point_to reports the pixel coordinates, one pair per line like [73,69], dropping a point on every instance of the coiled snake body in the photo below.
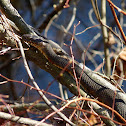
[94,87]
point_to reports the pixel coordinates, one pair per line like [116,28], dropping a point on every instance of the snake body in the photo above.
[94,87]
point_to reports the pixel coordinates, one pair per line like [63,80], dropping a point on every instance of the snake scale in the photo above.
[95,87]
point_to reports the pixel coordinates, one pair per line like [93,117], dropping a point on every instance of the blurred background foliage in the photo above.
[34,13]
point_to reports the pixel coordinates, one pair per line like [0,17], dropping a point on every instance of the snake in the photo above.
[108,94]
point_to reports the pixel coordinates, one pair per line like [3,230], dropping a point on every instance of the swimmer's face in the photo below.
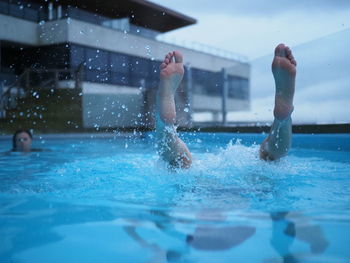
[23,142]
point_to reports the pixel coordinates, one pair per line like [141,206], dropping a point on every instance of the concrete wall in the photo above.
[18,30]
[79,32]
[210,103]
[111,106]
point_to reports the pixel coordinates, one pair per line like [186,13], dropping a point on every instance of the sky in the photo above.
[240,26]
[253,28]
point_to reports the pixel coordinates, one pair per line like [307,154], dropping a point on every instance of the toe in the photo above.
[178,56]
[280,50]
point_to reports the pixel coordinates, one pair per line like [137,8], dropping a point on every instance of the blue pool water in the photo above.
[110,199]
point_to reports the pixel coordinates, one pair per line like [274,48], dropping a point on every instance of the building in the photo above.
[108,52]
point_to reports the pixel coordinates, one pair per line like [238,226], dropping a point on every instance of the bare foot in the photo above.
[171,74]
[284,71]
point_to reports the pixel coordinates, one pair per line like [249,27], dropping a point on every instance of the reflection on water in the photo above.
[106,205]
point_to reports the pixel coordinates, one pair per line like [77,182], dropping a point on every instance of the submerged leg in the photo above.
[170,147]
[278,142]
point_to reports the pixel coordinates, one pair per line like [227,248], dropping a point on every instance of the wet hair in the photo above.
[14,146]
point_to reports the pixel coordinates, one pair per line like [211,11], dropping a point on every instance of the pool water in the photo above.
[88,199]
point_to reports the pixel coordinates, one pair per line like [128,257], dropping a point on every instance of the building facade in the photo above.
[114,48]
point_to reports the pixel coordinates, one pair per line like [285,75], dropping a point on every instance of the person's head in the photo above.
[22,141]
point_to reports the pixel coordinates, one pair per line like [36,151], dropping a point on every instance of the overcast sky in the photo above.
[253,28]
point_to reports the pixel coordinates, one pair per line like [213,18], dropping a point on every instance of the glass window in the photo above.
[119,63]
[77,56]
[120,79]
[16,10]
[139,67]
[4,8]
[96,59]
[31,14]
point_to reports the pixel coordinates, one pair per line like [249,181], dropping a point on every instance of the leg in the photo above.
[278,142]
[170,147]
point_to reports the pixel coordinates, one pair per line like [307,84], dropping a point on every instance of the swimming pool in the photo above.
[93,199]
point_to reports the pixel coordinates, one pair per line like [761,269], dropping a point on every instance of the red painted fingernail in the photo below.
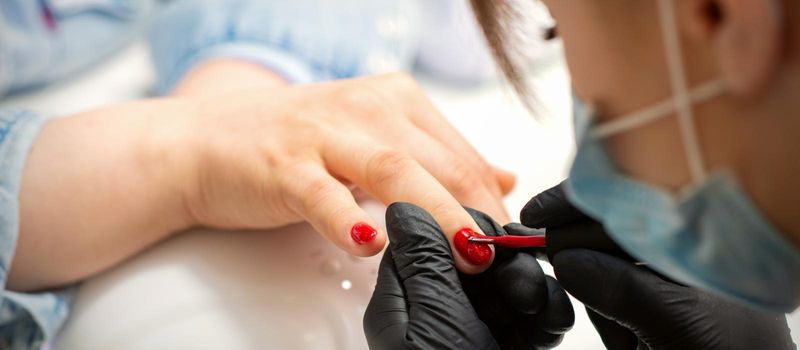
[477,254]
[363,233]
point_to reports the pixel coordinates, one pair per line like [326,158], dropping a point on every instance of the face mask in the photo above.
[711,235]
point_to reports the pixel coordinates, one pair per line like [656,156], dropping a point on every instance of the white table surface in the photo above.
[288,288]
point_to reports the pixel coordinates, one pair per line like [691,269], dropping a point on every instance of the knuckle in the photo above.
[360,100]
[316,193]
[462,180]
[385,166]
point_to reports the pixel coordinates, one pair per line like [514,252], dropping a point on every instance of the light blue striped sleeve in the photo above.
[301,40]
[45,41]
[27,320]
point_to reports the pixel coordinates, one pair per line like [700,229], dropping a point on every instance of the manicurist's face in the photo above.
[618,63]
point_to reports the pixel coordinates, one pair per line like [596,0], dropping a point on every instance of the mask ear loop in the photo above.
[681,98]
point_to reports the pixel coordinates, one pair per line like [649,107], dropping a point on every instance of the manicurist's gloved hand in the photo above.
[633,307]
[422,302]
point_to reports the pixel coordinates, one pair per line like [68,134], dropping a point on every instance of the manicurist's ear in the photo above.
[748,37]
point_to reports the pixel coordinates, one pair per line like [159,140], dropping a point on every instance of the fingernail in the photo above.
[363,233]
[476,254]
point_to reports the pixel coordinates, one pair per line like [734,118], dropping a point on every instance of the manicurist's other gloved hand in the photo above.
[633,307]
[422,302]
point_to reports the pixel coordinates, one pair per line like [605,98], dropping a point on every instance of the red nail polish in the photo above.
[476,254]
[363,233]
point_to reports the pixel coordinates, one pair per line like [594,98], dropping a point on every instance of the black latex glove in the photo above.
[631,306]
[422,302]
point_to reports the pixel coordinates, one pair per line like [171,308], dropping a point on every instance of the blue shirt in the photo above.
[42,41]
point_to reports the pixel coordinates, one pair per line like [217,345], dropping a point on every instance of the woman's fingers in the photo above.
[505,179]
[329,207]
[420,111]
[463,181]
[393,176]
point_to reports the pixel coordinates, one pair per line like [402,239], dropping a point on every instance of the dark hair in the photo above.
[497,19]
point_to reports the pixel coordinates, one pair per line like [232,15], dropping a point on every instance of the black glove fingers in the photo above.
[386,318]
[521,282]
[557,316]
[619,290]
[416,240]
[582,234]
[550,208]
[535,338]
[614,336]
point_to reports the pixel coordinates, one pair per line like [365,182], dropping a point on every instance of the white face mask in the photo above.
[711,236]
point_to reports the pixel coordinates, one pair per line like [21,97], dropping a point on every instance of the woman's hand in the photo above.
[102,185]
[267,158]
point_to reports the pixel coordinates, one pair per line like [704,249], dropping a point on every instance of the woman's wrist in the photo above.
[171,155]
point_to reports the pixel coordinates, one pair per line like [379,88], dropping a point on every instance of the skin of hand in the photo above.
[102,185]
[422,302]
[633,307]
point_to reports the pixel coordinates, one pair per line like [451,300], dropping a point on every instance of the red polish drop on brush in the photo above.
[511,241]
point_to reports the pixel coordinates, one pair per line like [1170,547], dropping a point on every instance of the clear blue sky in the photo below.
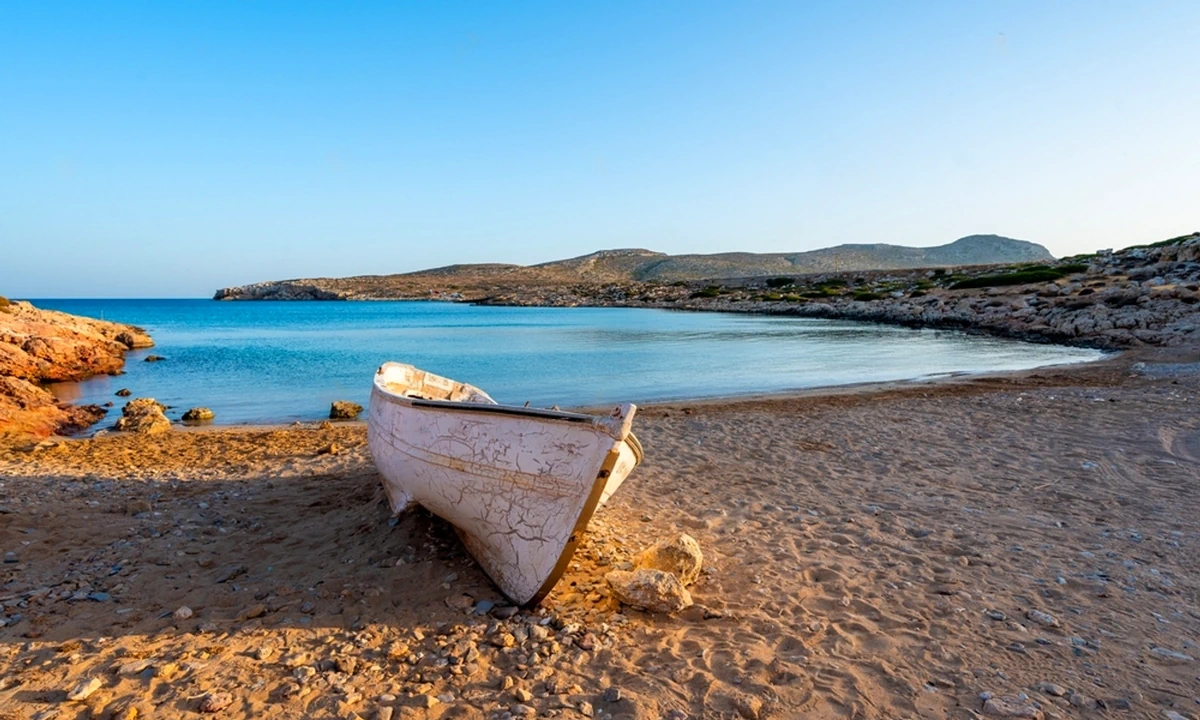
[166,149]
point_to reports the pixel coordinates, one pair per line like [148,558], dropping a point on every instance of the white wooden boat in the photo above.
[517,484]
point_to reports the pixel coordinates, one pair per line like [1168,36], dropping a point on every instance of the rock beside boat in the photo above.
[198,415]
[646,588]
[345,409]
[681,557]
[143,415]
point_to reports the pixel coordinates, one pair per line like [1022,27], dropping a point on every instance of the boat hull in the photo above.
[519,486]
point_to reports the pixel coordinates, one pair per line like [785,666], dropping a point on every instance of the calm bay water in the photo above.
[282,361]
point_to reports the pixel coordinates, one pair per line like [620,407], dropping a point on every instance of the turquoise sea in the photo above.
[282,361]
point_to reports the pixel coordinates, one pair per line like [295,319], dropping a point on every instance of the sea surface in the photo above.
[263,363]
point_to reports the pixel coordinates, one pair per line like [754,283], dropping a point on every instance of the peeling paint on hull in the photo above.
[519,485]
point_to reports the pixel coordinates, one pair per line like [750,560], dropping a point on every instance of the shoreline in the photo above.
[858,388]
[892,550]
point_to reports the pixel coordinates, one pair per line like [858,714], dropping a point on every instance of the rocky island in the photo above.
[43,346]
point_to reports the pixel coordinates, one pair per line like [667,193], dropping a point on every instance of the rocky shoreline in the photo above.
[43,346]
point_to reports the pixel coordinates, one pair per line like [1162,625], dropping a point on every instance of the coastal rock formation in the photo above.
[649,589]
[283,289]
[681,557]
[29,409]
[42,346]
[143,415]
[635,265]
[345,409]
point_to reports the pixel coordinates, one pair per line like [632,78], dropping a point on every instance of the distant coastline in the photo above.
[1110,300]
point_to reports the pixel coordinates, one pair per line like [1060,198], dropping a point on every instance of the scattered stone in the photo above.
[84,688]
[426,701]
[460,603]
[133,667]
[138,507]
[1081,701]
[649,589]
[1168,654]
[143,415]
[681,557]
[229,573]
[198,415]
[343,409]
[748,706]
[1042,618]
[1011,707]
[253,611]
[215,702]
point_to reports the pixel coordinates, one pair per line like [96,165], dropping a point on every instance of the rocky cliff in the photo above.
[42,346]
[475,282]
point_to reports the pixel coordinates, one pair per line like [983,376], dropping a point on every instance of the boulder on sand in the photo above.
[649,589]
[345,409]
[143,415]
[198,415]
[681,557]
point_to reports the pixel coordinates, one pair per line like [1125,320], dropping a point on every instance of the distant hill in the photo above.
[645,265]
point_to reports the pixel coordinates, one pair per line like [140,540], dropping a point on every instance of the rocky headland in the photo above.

■ Instructions for the task ■
In the entries, find the line containing "sand in the photo above." and output it and all remaining lines exactly.

■ Solved problem ■
point_to reports the pixel coordinates, one pair per line like [983,376], dropping a point on every instance of the boulder on sand in the photo above.
[649,589]
[345,409]
[143,415]
[198,415]
[681,557]
point_to reports the pixel coordinates, one pair per line like [1125,320], dropping a point on every instance of the distant hill in the photo above.
[645,265]
point_to reports the pixel coordinates, one pair per line like [140,540], dropping a point on every instance of the rocky headland in the photo above.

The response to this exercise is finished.